Exercise details =>
Below are some entries; write out each one of them exactly.

Dataset excerpts =>

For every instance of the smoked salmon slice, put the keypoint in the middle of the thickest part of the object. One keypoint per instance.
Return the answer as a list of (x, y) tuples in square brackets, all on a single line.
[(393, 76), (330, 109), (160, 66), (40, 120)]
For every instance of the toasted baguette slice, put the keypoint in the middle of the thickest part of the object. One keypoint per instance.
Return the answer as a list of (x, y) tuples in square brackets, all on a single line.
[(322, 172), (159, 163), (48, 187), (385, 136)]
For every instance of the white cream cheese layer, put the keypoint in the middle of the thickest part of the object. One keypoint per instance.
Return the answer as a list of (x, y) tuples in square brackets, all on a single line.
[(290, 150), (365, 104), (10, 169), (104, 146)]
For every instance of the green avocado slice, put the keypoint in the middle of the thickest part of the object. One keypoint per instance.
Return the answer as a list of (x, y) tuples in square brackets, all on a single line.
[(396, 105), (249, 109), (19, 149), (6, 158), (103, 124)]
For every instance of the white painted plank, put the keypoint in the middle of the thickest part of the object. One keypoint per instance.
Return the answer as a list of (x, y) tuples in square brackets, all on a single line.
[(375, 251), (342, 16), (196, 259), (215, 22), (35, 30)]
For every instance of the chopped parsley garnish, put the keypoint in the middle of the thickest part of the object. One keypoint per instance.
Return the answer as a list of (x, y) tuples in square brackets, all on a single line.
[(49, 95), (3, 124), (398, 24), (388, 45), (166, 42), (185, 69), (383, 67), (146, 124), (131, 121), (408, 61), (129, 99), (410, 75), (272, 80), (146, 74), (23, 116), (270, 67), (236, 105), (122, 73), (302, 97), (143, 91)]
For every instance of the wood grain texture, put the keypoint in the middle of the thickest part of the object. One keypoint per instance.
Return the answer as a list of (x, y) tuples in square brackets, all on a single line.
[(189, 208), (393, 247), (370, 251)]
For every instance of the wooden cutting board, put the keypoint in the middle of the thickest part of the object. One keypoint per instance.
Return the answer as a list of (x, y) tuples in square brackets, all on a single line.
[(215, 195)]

Answer to this task =>
For every instance of the smoked salmon slice, put the keypoint in the middle of the thickest part of the object. One keypoint per instance.
Return the answer as a list of (x, y) tuples in square brackets, all on a single line.
[(393, 76), (330, 109), (160, 66), (40, 120)]
For every instance of the toasted baguette slice, put the keypoint in the middle of the thickest part of the object. One keypoint per instance.
Return the answer as a list of (x, y) tuples in square brackets, all on a single line.
[(322, 172), (159, 163), (48, 187), (385, 136)]
For every instance of the white cream cheese layer, put the keypoint in the middle of the thickest part of the object. One keypoint per instance.
Return the answer as a list of (x, y) tuples in square brackets, all on a single line.
[(290, 150), (365, 104), (10, 169), (104, 146)]
For every instance of the green avocado slice, put the keypoint in the middle of the thickest part of the object. One keypoint per instance.
Return the answer as a list of (x, y) tuples in square brackets, all on a single line.
[(396, 105), (249, 109), (19, 149), (6, 158), (103, 124)]
For every instance of the white painted plank, put the keypoint in the middle of the thickest part of the object. One keypoint per instance.
Return the answer as a list of (x, y) tuples in square brackets, all on a single line.
[(375, 251), (342, 16), (196, 259), (215, 22), (35, 30)]
For every instance of the chopped parsley garnish, put the keypoint in the middle of the thickest part of the object. One keypoint per instance.
Return the answer as a list of (x, y) tuples in square brackets, all on a single line.
[(49, 95), (3, 124), (398, 24), (388, 45), (166, 42), (185, 69), (383, 67), (146, 124), (131, 121), (408, 61), (129, 99), (410, 75), (272, 80), (146, 74), (23, 116), (270, 67), (236, 105), (122, 73), (302, 97), (143, 91)]
For every instance of the wood grain texture, put the keypoint in the middle of the thickest part of the object. One keypoint per instance.
Return the answer as a list of (x, y) tuples in square brackets, all on a single line.
[(189, 208), (393, 247), (370, 251)]
For every instance of the wooden cutting board, put the keypoint in the middle of the thickest part of the object. One keypoint per instance.
Return the answer as a list of (x, y) tuples in square brackets, all on a single line.
[(215, 195)]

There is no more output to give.